* _What you need to do_:
Only the lines from the one containing "Every instance of the wood plank" through the final line of the material below should be output, exactly as they stand.

>> BEGIN Dataset rows

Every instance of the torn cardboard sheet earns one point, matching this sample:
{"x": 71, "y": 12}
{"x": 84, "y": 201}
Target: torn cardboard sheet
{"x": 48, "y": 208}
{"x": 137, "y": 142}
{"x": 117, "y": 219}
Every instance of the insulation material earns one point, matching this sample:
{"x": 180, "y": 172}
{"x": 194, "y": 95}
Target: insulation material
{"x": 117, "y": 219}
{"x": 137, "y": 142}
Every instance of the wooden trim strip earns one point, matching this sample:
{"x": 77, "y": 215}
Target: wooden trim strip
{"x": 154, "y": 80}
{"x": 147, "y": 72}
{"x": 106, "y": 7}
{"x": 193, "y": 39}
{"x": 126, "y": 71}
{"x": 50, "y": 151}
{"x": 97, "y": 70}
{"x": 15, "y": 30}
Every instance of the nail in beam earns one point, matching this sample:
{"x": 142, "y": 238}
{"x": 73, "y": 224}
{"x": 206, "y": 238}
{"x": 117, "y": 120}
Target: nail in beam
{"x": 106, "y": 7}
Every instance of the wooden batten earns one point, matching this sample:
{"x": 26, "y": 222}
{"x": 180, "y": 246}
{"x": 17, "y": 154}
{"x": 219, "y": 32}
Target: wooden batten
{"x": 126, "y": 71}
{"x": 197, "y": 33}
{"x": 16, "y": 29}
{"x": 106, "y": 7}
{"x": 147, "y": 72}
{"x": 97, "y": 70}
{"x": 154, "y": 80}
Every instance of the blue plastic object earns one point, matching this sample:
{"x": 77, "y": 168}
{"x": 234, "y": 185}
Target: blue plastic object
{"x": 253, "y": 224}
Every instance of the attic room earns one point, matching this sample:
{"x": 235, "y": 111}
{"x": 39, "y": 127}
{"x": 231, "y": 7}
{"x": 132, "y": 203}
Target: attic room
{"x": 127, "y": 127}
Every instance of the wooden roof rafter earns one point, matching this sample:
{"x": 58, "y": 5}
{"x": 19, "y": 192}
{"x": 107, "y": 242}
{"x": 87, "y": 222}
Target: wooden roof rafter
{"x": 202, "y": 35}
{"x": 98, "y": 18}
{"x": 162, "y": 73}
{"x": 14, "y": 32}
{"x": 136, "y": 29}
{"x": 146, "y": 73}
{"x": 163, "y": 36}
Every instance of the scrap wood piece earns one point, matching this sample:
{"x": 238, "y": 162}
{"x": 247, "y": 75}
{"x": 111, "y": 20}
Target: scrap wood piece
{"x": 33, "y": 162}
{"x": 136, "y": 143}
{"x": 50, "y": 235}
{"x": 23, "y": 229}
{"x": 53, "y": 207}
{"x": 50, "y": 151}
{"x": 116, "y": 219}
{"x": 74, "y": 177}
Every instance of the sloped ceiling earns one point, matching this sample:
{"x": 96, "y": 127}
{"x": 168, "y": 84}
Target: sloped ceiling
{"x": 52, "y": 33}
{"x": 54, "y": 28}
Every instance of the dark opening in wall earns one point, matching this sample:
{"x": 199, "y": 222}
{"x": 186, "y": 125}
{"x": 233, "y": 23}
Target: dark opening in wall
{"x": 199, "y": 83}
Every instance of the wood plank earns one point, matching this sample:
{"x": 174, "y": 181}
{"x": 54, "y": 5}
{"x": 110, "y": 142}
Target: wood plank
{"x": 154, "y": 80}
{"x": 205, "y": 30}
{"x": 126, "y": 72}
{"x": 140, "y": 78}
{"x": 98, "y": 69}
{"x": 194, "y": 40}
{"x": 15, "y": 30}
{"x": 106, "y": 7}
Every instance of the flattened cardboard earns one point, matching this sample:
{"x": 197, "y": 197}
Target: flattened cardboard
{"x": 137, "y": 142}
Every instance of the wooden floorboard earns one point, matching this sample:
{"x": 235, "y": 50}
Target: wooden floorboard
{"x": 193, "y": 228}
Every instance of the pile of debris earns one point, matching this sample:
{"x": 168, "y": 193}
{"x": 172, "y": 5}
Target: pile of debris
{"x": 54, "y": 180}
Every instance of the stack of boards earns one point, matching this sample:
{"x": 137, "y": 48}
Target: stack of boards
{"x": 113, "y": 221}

>> END Dataset rows

* _Full solution_:
Every instance of the wood plank earns one point, matching this sample:
{"x": 174, "y": 181}
{"x": 54, "y": 5}
{"x": 110, "y": 142}
Target: wood plank
{"x": 154, "y": 80}
{"x": 205, "y": 30}
{"x": 126, "y": 72}
{"x": 140, "y": 78}
{"x": 98, "y": 69}
{"x": 194, "y": 40}
{"x": 15, "y": 30}
{"x": 106, "y": 7}
Every instance of the flattened cardboard earns one point, matching this sample:
{"x": 197, "y": 197}
Target: flattened cardboard
{"x": 137, "y": 142}
Every instance of the wooden floorboard earns one point, matching this sample:
{"x": 235, "y": 50}
Target: wooden floorboard
{"x": 193, "y": 228}
Every instance of the pile of debris earns one point, matching this sample:
{"x": 168, "y": 193}
{"x": 172, "y": 5}
Target: pile of debris
{"x": 54, "y": 180}
Every instance of the stack of boards earns one point, matching this sample:
{"x": 137, "y": 48}
Target: stack of boards
{"x": 113, "y": 221}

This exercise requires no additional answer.